● **SET TASK 1**
Find every line in the records below that contains the word "gold" and copy each one out. Treat uppercase and lowercase as different.

● **TEXT PROVIDED**
------
A little after dark during the 2014 hunting season in November, Mike Simon of McPherson, Kansas, saw his 15-year-old son, Parker, coming down the road toward their vehicle. Parker said, “Dad, I saw a big buck about noon that had main beams curled at the end of his tall and wide rack.”
Parker insisted that this monster buck was the biggest he’d ever seen. “He was walking a trail about 50 yards from my tree stand. I probably could’ve arrowed him, since I’d made that shot before, but I didn’t want to miss and spook him or hit him in the wrong place and wound him. I knew we could come back and set-up on him again. I grunted a couple of times and stopped him twice, but he wouldn’t commit to come to me.”
As Parker paused in talking about this huge buck, Mike told him, “I shot that buck, son, over there by the Rut Stand.” Parker shook his head, saying, “Are you sure you shot the deer I saw? This buck’s main beams curled down; his rack was wide, high and heavy; and he had a lot of points. You couldn’t have shot that deer.” Mike pulled out his cell phone, went to the photo gallery and asked, “Did he look like this?” “I can’t believe it, Daddy,” Parker answered with a big smile on his face. “You shot my buck.”
------
● **MATERIAL PROVIDED**
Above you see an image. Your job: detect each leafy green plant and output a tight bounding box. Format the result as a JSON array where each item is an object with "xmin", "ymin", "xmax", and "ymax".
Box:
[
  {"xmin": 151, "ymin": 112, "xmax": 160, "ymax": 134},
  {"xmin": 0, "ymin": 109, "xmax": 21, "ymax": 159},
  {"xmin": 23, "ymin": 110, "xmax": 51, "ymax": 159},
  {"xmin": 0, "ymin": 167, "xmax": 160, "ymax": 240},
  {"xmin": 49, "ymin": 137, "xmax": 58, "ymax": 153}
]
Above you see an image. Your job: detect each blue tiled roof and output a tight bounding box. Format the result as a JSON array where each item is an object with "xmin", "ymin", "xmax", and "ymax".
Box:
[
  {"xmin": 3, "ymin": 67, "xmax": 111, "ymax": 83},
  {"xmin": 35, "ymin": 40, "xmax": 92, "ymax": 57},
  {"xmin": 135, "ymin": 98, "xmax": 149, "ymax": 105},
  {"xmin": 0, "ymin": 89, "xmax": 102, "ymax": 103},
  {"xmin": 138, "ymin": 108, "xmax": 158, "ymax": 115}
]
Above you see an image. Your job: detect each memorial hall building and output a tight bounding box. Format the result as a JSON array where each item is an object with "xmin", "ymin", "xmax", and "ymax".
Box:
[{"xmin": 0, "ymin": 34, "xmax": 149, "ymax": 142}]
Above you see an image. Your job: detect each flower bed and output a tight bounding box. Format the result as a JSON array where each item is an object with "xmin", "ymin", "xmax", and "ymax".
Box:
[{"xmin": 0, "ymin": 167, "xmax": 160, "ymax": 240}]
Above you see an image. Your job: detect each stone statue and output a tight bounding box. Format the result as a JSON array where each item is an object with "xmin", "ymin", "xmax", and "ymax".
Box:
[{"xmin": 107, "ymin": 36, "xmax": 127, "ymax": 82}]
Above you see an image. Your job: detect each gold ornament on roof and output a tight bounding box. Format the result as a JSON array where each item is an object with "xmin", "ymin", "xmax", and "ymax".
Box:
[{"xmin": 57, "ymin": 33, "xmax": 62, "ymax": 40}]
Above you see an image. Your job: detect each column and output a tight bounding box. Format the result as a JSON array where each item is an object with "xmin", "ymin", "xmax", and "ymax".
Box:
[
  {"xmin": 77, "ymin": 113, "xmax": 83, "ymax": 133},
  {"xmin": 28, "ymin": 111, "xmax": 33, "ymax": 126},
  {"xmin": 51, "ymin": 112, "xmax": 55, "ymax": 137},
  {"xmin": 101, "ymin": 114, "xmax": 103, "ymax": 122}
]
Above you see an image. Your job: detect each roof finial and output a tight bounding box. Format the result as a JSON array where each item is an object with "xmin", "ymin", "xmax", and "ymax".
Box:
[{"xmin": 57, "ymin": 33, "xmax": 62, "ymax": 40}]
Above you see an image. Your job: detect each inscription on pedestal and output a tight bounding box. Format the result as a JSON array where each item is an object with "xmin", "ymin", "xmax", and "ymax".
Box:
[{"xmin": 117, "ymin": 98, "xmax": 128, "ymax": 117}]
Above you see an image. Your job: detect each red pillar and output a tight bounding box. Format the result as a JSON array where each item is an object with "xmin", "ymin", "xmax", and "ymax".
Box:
------
● **SET TASK 2**
Write what comes next in the story above about the big Kansas buck, starting right after its last line.

● **FINAL RESULT 1**
Above you see an image. Your job: detect each gold ornament on roof and output a tight bounding box. Format the result as a JSON array where each item is an object with "xmin", "ymin", "xmax", and "ymax".

● **FINAL RESULT 2**
The only time Mike and Parker could hunt together was on Sundays because Parker played football. However, once football season ended, and the rut in Kansas kicked in, the two planned this Saturday hunt. “I told Parker we’d pack a lunch and stay on our stand all day,” Simon explains. “I knew this property well and realized bucks would be moving all day, looking for does.”
Saturday morning the Simons left home about 8:00 am and were in their stands by 9:00 am. They were as scent-free as possible and used drag rags to cover their human odor. Mike Simon went to the Rut Stand, so named because he only hunted from this stand during the rut. Parker was on a stand about 250-yards away. “I have four small properties of 80, 100, 160 and 200 acres Parker and I can hunt,” Simon reports. “All four have pinch points and timber, and we’ve been very successful taking nice deer from these small properties. I don’t overhunt any one property.”
Mike Simon had passed on a couple of bucks – each scoring about 140. He’d seen some 150+ bucks from the Rut Stand. He already had had to come out of this stand once that morning to pick up his Flambeau decoy, because a small buck had come in and knocked the decoy over. “I’ve been hunting with a Flambeau deer decoy for several years now,” Simon mentions. “I put Code Blue’s Whitetail Doe Estrous deer lure on the decoy. The last three bucks I’ve had mounted all have been taken with this same Flambeau decoy.”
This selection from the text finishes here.